- WHAT TO DO
Reproduce the complete set of records exactly. No picture is to appear in the copy.

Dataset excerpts
──────────────────────────────

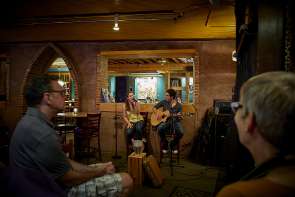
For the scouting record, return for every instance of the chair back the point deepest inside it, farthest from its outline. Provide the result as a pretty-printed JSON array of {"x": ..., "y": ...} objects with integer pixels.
[{"x": 93, "y": 122}]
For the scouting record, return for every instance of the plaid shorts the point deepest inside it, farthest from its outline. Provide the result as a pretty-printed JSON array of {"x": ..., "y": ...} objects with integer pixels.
[{"x": 109, "y": 185}]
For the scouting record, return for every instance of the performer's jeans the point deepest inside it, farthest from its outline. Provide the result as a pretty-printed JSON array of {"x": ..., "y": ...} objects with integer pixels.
[
  {"x": 135, "y": 131},
  {"x": 169, "y": 127}
]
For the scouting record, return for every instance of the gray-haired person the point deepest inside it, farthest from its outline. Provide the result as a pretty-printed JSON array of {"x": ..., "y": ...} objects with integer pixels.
[
  {"x": 34, "y": 145},
  {"x": 265, "y": 119}
]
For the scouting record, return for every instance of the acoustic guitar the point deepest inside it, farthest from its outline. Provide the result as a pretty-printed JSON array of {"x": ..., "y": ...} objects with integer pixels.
[{"x": 159, "y": 116}]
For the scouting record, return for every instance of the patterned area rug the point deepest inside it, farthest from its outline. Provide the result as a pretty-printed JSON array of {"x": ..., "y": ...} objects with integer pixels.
[{"x": 188, "y": 192}]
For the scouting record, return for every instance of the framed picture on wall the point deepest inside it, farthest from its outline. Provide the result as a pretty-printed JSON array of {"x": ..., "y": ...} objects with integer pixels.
[{"x": 4, "y": 78}]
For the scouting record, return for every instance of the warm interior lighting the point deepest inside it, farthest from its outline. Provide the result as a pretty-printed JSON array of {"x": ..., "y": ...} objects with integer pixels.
[
  {"x": 61, "y": 82},
  {"x": 116, "y": 24}
]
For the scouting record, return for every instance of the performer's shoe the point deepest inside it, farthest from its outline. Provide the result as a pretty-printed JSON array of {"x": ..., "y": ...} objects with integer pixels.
[
  {"x": 175, "y": 152},
  {"x": 164, "y": 151}
]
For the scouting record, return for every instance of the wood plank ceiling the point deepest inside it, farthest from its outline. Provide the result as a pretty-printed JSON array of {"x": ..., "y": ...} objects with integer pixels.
[{"x": 93, "y": 20}]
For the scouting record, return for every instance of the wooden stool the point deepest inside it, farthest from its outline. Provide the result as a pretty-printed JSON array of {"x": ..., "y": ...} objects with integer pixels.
[{"x": 135, "y": 167}]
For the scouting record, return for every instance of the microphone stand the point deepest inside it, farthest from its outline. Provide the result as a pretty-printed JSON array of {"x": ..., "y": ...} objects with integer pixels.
[
  {"x": 116, "y": 156},
  {"x": 173, "y": 134}
]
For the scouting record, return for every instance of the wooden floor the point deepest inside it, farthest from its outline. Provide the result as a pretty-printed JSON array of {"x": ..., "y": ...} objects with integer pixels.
[{"x": 191, "y": 180}]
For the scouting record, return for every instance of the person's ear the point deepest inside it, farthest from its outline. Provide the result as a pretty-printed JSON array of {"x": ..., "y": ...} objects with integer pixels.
[
  {"x": 46, "y": 97},
  {"x": 251, "y": 122}
]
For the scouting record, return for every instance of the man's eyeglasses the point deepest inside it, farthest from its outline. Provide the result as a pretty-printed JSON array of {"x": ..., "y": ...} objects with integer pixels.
[
  {"x": 235, "y": 106},
  {"x": 61, "y": 92}
]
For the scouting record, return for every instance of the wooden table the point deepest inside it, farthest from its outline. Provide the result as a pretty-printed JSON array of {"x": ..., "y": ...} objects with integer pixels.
[
  {"x": 135, "y": 167},
  {"x": 73, "y": 114}
]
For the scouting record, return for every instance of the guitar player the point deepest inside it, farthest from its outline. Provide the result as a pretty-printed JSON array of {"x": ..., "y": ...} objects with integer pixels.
[{"x": 172, "y": 125}]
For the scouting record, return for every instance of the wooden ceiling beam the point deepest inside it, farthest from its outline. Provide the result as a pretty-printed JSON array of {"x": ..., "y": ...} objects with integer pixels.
[
  {"x": 146, "y": 67},
  {"x": 149, "y": 53}
]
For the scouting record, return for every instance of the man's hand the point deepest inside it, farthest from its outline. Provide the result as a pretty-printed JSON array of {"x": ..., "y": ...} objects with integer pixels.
[{"x": 129, "y": 125}]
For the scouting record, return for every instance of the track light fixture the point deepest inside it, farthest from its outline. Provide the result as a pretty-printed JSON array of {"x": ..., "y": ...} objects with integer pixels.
[{"x": 116, "y": 24}]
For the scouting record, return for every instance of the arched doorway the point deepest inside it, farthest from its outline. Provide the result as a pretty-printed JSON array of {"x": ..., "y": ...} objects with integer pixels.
[{"x": 47, "y": 56}]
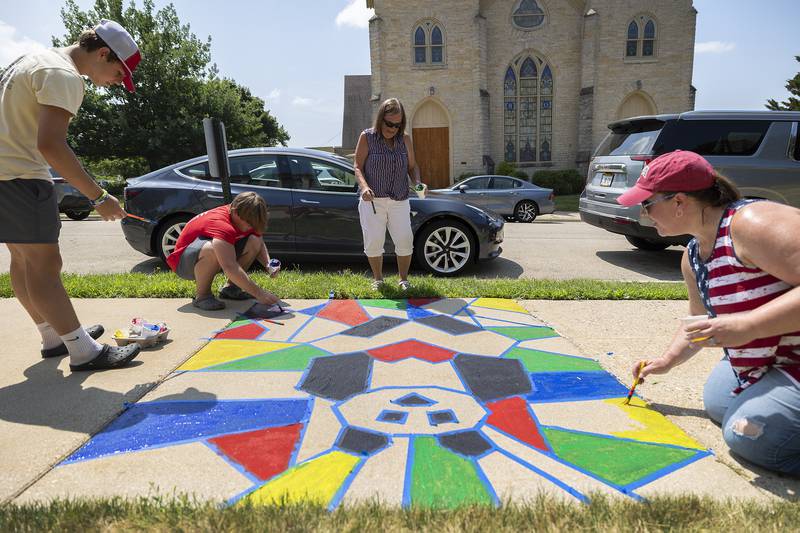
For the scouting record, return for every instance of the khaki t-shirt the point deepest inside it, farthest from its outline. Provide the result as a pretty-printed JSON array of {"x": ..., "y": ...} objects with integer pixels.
[{"x": 44, "y": 78}]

──────────────────────────────

- RESULT FOR THIS EXERCISE
For the scouting record, return for every instance of the chair back the point deepest inside it, farthest from its outline. Provide the result as a pretty-printed JSON array of {"x": ..., "y": ...} objects with integer pixels.
[{"x": 93, "y": 122}]
For the scouting record, return for every instance of the plaid shorts the point deepest inside it, farthest from its outline. Provide the result as a pretty-printed JSON array of {"x": ..., "y": ...} objects with integer pixels.
[{"x": 109, "y": 185}]
For the scouting record, return for every instance of the performer's jeans the point deepest inside it, farthest from its outline. Provide the result as a pretty-printed JSON array of {"x": ..., "y": ...} objects with integer pixels.
[
  {"x": 135, "y": 131},
  {"x": 169, "y": 127}
]
For the scouting record, return for every instance of the gray-haired person the point deepest inside it, farthest from its outline. Provide the result as a pretty-printed JSON array of {"x": ..., "y": ...} objects with integer pixels.
[
  {"x": 34, "y": 145},
  {"x": 265, "y": 119}
]
For the scouting record, return for every instance of the acoustic guitar the point deepest inside it, farthest from its outline. Provide the result as a pretty-printed JSON array of {"x": ..., "y": ...} objects with integer pixels.
[{"x": 159, "y": 116}]
For the scouting record, return for every instance of the patterned area rug the point deepest inside it, farthest from its outline. Provide the result as a pretty-printed JSON array of {"x": ..., "y": ...} objects with integer pixels.
[{"x": 188, "y": 192}]
For the scouting record, return for every instance of the framed picture on wall the point deepest inside it, farthest from its outline. Provide the result as a pretty-printed JSON array of {"x": ..., "y": ...} objects with integer pixels.
[{"x": 4, "y": 78}]
For the scouting record, return for every instance of the warm interior lighting the point deepest inside it, farthest from its outline. Provide the result as a pretty-printed JSON array of {"x": ..., "y": ...} objects with integer pixels.
[
  {"x": 61, "y": 82},
  {"x": 116, "y": 24}
]
For the scouting record, return for every instance of the performer's shoe the point deepest inside it, farthest from its outline. Provide the result as a pretty-printed JSON array of {"x": ..., "y": ...} objects with integer pixels.
[
  {"x": 175, "y": 152},
  {"x": 164, "y": 151}
]
For the scouting record, return for every instance of the wood plank ceiling the point deepest inside it, farthest from its outline. Provide the result as a pretty-printed JSON array of {"x": ..., "y": ...} objects with integer pixels.
[{"x": 93, "y": 20}]
For the scouting record, return for every instance of the wooden stool the point deepest inside it, farthest from its outline. Provide the result as a pretty-printed JSON array of {"x": ..., "y": ...} objects with integer pixels.
[{"x": 135, "y": 167}]
For the scouting record, return for every instance of the microphone stand the point deepest inside it, farthest from its outline. Provide the result as a pretty-printed JSON array of {"x": ..., "y": ...} objects with integer pixels.
[
  {"x": 116, "y": 156},
  {"x": 173, "y": 134}
]
For the scouting record, return for every instance of the wooden floor the point deepest inside it, farthest from its outline. Provide the result as a pretty-printed JSON array of {"x": ..., "y": ...} objects with integer pixels.
[{"x": 191, "y": 180}]
For the scouting record, return for every instance of the person's ear the point deepest inside it, farthest from its outline. Provide the result as a pretty-printed JSON array of {"x": ..., "y": ...} objects with integer pixels.
[
  {"x": 46, "y": 97},
  {"x": 251, "y": 122}
]
For the scouting record, return for every instance of the man's eyeglasses the point deepest inside it, farthest from its outline. Provide the result as a pretty-printed JSON array of {"x": ..., "y": ...} objects with integer pixels.
[
  {"x": 235, "y": 106},
  {"x": 61, "y": 92}
]
For the scouting record, return for every instance of the wooden table the point deepest inside it, farthest from its outline. Provide the result as a pretty-printed JSON array of {"x": ..., "y": ...} objects with integer pixels.
[
  {"x": 135, "y": 167},
  {"x": 73, "y": 114}
]
For the scouting record, return for every instance of the guitar player the point deepest inside it, farthest from its outline. Provide the result as a pretty-printed JSON array of {"x": ..., "y": ...} objects with integer pixels.
[{"x": 172, "y": 125}]
For the scouting record, return for every instance of the wooden ceiling beam the point deepest inside it, farthest from its outline. Provide the result as a pretty-printed JSON array of {"x": ..., "y": ...} objects with integer pixels.
[
  {"x": 146, "y": 67},
  {"x": 149, "y": 53}
]
For the scouting record, return for every instance of the man's hand the point deepest inside it, farthest from its outline. Provide the result as a pretty-printed JSON array of {"x": ..., "y": ...} objects with integer pixels.
[{"x": 129, "y": 125}]
For the scouting record, return for every instance of the track light fixture the point deepest inside it, farthest from its outline. Provide the result as a pretty-printed JSON array of {"x": ..., "y": ...} objects with integer pixels.
[{"x": 116, "y": 24}]
For the scouting record, return for every instance of the arched doorway the point deepest inside it, farthest from its outline. Provide the result as a pretty-printed JSON array of {"x": ..., "y": ...} objects with integer pixels.
[{"x": 47, "y": 56}]
For the scouting record, return for every instance of the khaki t-shirt the point deepest inside it, farthest from its outline. Provide the result as a pretty-printed JSON array of {"x": ..., "y": ...} objects with integer pixels.
[{"x": 44, "y": 78}]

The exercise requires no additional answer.